WRITTEN TASK:
Print the records again, character for character.

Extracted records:
######
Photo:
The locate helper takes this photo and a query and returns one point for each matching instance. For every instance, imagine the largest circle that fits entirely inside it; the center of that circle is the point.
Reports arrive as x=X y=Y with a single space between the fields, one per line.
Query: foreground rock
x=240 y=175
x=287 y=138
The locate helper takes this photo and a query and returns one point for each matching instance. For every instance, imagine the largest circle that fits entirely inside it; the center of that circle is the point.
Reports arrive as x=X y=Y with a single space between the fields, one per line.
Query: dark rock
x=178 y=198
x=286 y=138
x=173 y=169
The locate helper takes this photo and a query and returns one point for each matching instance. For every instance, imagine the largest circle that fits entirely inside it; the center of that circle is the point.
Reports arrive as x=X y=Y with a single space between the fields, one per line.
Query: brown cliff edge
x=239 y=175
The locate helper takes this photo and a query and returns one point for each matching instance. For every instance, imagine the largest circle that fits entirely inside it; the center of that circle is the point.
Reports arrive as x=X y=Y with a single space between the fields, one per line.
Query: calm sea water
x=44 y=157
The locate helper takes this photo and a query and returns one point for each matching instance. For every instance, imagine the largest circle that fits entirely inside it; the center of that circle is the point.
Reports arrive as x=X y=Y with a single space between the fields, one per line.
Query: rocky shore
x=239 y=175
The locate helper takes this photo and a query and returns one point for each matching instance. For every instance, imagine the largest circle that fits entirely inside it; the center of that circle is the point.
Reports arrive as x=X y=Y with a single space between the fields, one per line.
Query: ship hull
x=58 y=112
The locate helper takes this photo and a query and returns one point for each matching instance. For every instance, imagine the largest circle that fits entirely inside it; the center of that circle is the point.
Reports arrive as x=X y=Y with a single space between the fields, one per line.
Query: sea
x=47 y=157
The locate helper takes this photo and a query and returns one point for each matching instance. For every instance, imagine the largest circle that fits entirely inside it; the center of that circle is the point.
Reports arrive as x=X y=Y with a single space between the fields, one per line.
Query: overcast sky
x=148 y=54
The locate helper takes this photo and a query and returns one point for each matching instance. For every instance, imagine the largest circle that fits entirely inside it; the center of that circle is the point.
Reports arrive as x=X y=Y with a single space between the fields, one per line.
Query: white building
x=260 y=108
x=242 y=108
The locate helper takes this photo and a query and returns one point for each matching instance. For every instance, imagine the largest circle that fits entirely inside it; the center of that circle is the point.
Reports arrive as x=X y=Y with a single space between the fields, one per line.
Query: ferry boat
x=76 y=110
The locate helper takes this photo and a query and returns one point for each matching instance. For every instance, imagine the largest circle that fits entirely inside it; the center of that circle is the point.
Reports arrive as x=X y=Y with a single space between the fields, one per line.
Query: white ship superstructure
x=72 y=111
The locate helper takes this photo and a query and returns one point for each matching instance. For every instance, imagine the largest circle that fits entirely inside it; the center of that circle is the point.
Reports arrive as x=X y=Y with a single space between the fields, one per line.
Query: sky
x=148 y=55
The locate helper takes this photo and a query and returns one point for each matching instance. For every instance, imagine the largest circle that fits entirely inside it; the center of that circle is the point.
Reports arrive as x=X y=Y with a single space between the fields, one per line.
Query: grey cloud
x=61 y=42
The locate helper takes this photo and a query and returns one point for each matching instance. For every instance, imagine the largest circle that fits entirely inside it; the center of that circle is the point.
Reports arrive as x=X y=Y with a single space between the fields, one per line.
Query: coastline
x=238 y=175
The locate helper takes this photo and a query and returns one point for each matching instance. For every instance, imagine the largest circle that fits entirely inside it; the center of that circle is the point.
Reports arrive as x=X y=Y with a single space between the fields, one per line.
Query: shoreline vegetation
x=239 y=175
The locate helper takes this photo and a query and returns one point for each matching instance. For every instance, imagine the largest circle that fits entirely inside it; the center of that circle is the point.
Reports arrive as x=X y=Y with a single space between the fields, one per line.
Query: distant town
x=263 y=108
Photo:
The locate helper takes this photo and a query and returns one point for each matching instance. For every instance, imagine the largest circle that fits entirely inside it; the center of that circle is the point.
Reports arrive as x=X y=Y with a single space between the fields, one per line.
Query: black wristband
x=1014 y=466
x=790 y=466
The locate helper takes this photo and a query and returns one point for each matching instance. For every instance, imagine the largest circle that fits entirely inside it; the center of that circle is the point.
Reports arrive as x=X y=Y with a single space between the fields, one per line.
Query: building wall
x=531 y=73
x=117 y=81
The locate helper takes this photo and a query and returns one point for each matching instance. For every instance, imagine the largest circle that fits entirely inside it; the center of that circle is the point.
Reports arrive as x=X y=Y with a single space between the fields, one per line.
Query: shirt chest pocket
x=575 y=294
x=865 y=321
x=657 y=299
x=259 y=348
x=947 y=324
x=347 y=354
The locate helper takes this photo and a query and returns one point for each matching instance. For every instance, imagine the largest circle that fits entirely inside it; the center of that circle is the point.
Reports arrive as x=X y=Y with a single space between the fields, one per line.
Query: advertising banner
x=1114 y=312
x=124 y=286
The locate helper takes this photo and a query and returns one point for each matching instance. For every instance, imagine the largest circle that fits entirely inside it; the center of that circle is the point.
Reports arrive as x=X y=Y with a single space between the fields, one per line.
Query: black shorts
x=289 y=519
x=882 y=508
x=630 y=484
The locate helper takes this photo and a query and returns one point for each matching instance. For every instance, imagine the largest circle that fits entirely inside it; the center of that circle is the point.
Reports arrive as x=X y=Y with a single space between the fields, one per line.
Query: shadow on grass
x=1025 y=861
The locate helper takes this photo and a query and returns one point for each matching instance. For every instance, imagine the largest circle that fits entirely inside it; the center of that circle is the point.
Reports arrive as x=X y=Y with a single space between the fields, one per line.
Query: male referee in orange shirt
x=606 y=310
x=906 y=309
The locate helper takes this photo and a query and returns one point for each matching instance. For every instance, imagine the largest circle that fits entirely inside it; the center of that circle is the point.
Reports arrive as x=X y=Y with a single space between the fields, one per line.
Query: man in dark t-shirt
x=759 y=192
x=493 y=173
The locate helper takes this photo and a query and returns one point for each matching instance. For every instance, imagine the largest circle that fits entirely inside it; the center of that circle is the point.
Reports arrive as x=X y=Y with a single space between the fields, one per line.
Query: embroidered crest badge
######
OUTPUT:
Photo:
The locate helper takes this photo and a query and returns one point for each matching instance. For every instance, imagine the largest circle that fits entirely inside it; the center of that circle is the point.
Reports arrive as x=X y=Y with a single space between the fields, one per line.
Query: foreground rock
x=240 y=175
x=287 y=138
The locate helper takes this photo and a query and returns one point for each matching instance. For every instance, imagine the largest circle that fits entirely inside it; the center of that circle is the point.
Reports arrive as x=X y=Y with a single space between the fields, one per line.
Query: dark rock
x=178 y=198
x=286 y=138
x=173 y=169
The locate helper takes this photo and a query and returns one point for each matching instance. For every instance, imagine the largest circle that fits entirely inside it; the center of that circle is the point.
Reports arrive as x=X y=Y with a single space between the fields, one per line.
Query: brown cliff edge
x=239 y=175
The locate helper takes this photo and a query and returns one point for each matching instance. For every instance, imagine the largest circle that fits entirely inside it; the center of that circle is the point.
Reports arrive as x=X y=Y with a single space between the fields, one per line.
Query: calm sea water
x=44 y=157
The locate helper takes this photo and a query and returns one point for each matching instance. For every instance, imagine the largest circle that fits entirely inside it; the center of that circle is the point.
Reports arrive as x=X y=Y with a single space between the fields, one per line.
Query: rocky shore
x=239 y=175
The locate helper takes this photo and a query and returns one point for each matching instance. For every instance, imagine the largest circle that fits entirely inside it; the center of that circle is the point.
Reports arrive as x=X y=Y with a single space between the fields, one per line.
Query: ship hull
x=58 y=112
The locate helper takes this photo and a query and returns one point for each matching instance. For every instance, imagine the largest circle that fits entirely inside it; the center of that circle is the point.
Reports arrive as x=X y=Y with a single space between the fields, one per line.
Query: sea
x=47 y=157
The locate helper takes this photo and a query and returns one point for each matching instance. For every instance, imagine the largest circle that fits entirely inside it; the center of that circle is the point.
Reports arrive as x=X y=Y with a single space between the fields, one per line.
Query: overcast sky
x=148 y=54
The locate helper takes this photo and a query and returns one point for each matching instance. For every instance, imagine the largest circle that fits entirely inside it; the center of that circle is the point.
Reports arrive as x=X y=Y with a single space between the fields, one per line.
Query: white building
x=260 y=108
x=242 y=108
The locate helper takes this photo and a query and returns one point for each matching instance. For every instance, imagine the largest circle that fits entirely inside it; the center of that circle is the point.
Reports arrive as x=X y=Y with a single space between the fields, one per line.
Query: ferry boat
x=76 y=110
The locate helper takes this photo and a query and returns one point for each matching instance. For every instance, imagine the largest circle that fits entirely inside it; the center of that circle is the point.
Reports arrive as x=X y=Y with a single space between the fields, one per line.
Query: white ship superstructure
x=72 y=111
The locate helper takes this photo and a query and returns one point for each matching instance. For every instance, imagine the largest circle that fits entirely inside it; the center of that circle is the point.
Reports arrive as x=X y=Y with a single space between the fields, one per line.
Query: sky
x=148 y=55
The locate helper takes this photo and a query and returns one point for each matching instance. For every instance, imagine the largest circle that fits entirely inside it; the center of that circle is the point.
Reports arrive as x=X y=Y with a single space between the fields, one per line.
Query: grey cloud
x=61 y=42
The locate helper takes this photo and a query and returns one point for each matching instance. For every instance, imagine the largest circle that fits entirely inside it; the center of that circle is the point.
Reports arrive as x=X y=Y with a single space between the fields, one per line.
Query: coastline
x=238 y=175
The locate helper takes this photo and a query and returns one point for each matching instance. For every instance, imagine the largest circle that fits entirely inside it; the center of that circle is the point.
Reports arrive as x=X y=Y with a single space between the fields, one per line.
Query: shoreline vegetation
x=239 y=175
The locate helper takes this photo and a query and returns one point for each matching instance. For every instance, imagine the largest circle that fits entirely inside it; the center of that circle is the point.
Reports arrive as x=X y=Y with a single space between the fields, one per line.
Query: distant town
x=263 y=108
Photo:
The locate helper takes this photo and a query and returns one point for each matching instance. For every instance, imagine the largest circle that fits entirely inside it; the center of that circle is the point.
Reports arrive as x=X y=Y with a single space between the fields, one per line.
Query: black wristband
x=1014 y=466
x=790 y=466
The locate helper takes this photo and a query and returns one point for each matching instance. For every instance, imagine the largest circle that fits entirely inside it; the center of that circle is the point.
Reports arrive as x=X y=Y with a single space between the fields, one per line.
Query: building wall
x=531 y=73
x=117 y=81
The locate helper takes this photo and a query and returns one point for each matching instance. For every instance, imagine the largest circle that fits entirely inside it; the center of that circle is the point.
Reports arrive as x=X y=Y with a single space between the fields, one per line.
Query: shirt chest pocket
x=575 y=294
x=865 y=321
x=657 y=299
x=259 y=348
x=947 y=324
x=347 y=354
The locate helper takes this photo and a query and returns one point for each matching instance. For every instance, imagine the largest circle that fits entirely inside it; the center of that circle is the point.
Reports arrive as x=X y=Y with a single space between the fields, one per line.
Query: advertising banner
x=1114 y=312
x=124 y=286
The locate helper takes this photo and a query and returns one point for each matching instance. For every instance, imagine the largest circle that fits entirely inside it; the center of that circle is the point.
Reports arrive as x=X y=Y with a single space between the fields, one per line.
Query: black shorts
x=289 y=519
x=882 y=508
x=630 y=484
The locate helper takes this photo and a query and returns one point for each matching instance. For every instance, imagine the largest circle that fits entirely inside it; the center of that circle is the point.
Reports arrive as x=X y=Y with a single space between the fields, one per line.
Query: shadow on grass
x=1025 y=861
The locate helper takes this photo and a query and returns one point for each matching instance. For every instance, imagine the largest circle that fits entirely inside it; the center of that circle is the point.
Reports arrive as x=X y=Y with a single space between the fields, one per line.
Query: male referee in orange shirt
x=606 y=310
x=906 y=309
The locate helper takes this photo and a query and returns one point for each matching instance. For every instance, imagine the largest circle that fits entirely inside it; the center of that circle is the point.
Reports arrive as x=X y=Y with a single space between the fields, one per line.
Query: man in dark t-shirt
x=759 y=192
x=493 y=173
The locate helper takes this photo and a query and returns one point for each matching instance. For every instance, imagine the largest circle that fits entirely inside it; the center of that circle is the point.
Reports arrive as x=X y=Y with a single space between the fields, one per line.
Query: embroidered crest badge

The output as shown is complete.